━━━ Extrait du document

Au-delà de la vitre, mon œil descend en pente douce sur la mousse. Des ombres courent sur l’eau, les falaises, les prairies de lichen s’allument, s’éteignent sous les nuages qui cavalcadent comme des chevaux fous. J’attends une baleine qui ne viendra pas, et ce n’est pas bien grave. Je pourrais rester devant cette peinture silencieuse tout le reste de ma vie. À mes côtés, dans l’espèce de cabine de bateau qu’est le salon de Markus, j’entends la conversation en anglais. Ça ne me gêne pas, c’est un peu comme la plupart des chansons à la radio. Incompréhensible, mais vibrant d’une musique familière. Tout à coup, je suis dérangé par du français, ça veut dire qu’on me parle. C’est Markus. Il me dit que j’ai l’air perdu. Il ajoute que lui aussi se met souvent devant cette fenêtre : c’est une drogue, on devient facilement accro.


Étrange démarche : Troubs et Baudoin ont réalisé une copieuse bande dessinée relatant leurs rencontres au cours de leur voyage au Labrador, mêlant des observations matérielles et des portraits d’habitants répondant à une question en échange d’un dessin. De son côté, Baudoin a éprouvé le besoin de compléter cet ouvrage par un livre, rehaussé par des illustrations faites pour certaines par Troubs, et pour d’autres par lui. À la lecture, il apparaît que le texte s’autosuffit, sans besoin d’être soutenu par les images. Pour autant, le lecteur prend grand plaisir à les contempler. Il commence par remarquer que le dessin de couverture fait écho à celui de Le chemin de Saint Jean (2002), avec ce personnage assis au bord du chemin (vraisemblablement l’auteur lui-même) et une pierre en lévitation à la place de la tête. Il fait sens pour le lecteur que Baudoin ait demandé des illustrations supplémentaires à son compagnon de voyage, car l’expérience qu’il a pu faire du Labrador et du Nunavut aurait été différente sans lui. L’ouvrage comprend une trentaine d’illustrations. Le lecteur note que parmi elles se trouvent des portraits des personnes mentionnées : Jean-Marc Troubs par Baudoin (éminemment sympathique), Baudoin dessiné par Troubs sous un angle le rendant songeur, et leurs hôtes et guides Billy, Isabelle, Andrew Qappik, Manasie Akpaliapik. Il se trouve également de nombreux paysages dont celui vu par la fenêtre.

━━━━━━
━━━ Section de données

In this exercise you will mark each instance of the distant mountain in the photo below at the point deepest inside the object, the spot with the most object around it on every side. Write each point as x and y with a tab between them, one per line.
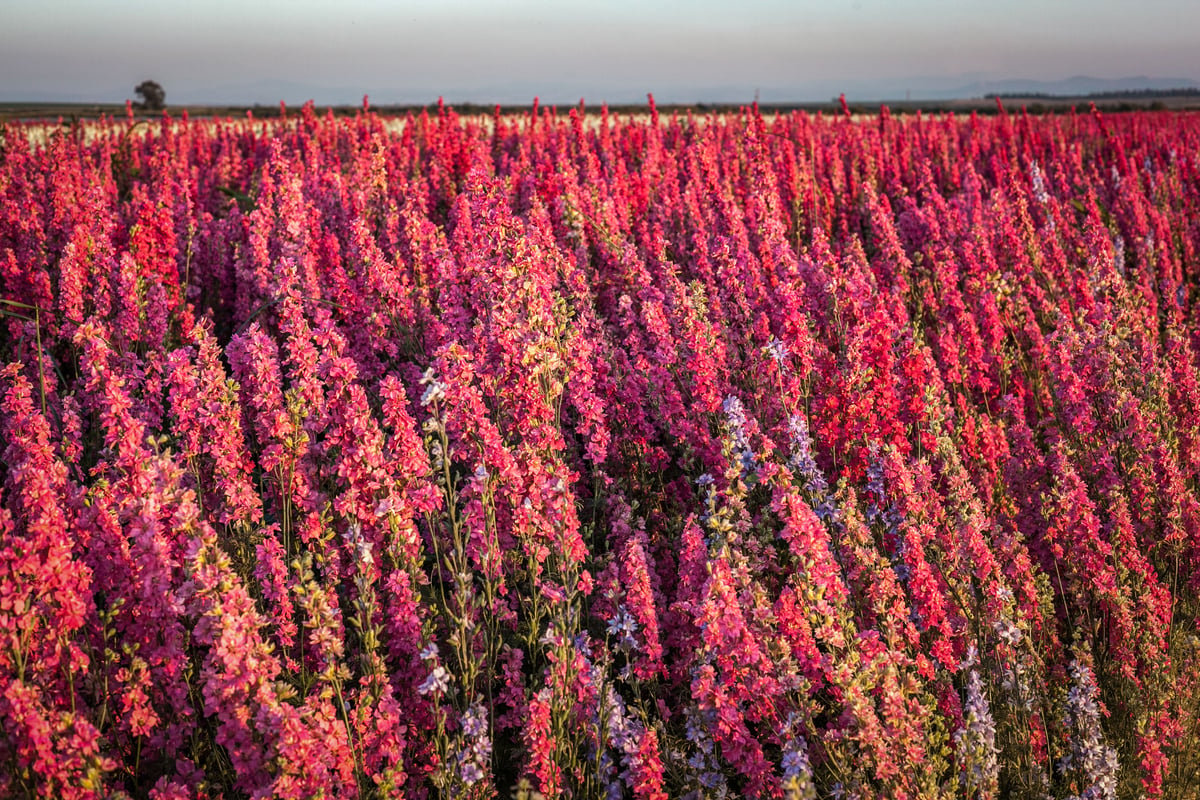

━━━━━━

Consigne 1: D'après l'extrait sur le voyage au Labrador, le dessin de couverture fait écho à celui de quel livre ?
Consigne 2: Poursuivez l'extrait sur le voyage au Labrador à la suite de sa dernière phrase.

Réponse rédigée 1: À celui de Le chemin de Saint Jean (2002).

Réponse rédigée 2:
En fonction de sa familiarité avec l’œuvre des deux créateurs, le lecteur détermine sans peine l’auteur de chaque dessin. Il retrouve également des sujets propres à l’un ou l’autre. Un magnifique arbre à l’encre en page trente-trois, une silhouette au pinceau, présentant d’étranges similitudes avec un idéogramme, et après un temps le lecteur se rend compte qu’il y a une minuscule silhouette dans un canoë en arrière-plan, une puissance d’évocation quasi magique avec des traits qui semblent d’une spontanéité totale. De la page soixante-quatorze à quatre-vingt-un, Baudoin évoque comment la chasse au caribou est passée d’une traque avec un arc et des flèches sur plusieurs jours en lisant les signes dans la neige, à une sortie en quad avec un fusil. Le lecteur reconnaît également immédiatement la propension de Troubs à raconter sous forme de conte. Sont également intégrées des représentations par les deux dessinateurs, d’œuvres d’art inuits, celles qui ont tellement marqué l’auteur, et leur représentation de paysages naturels et urbains. Le lecteur se dit que l’auteur a souhaité donner plus de champ à son texte en montrant ce qui a pu susciter ses réflexions.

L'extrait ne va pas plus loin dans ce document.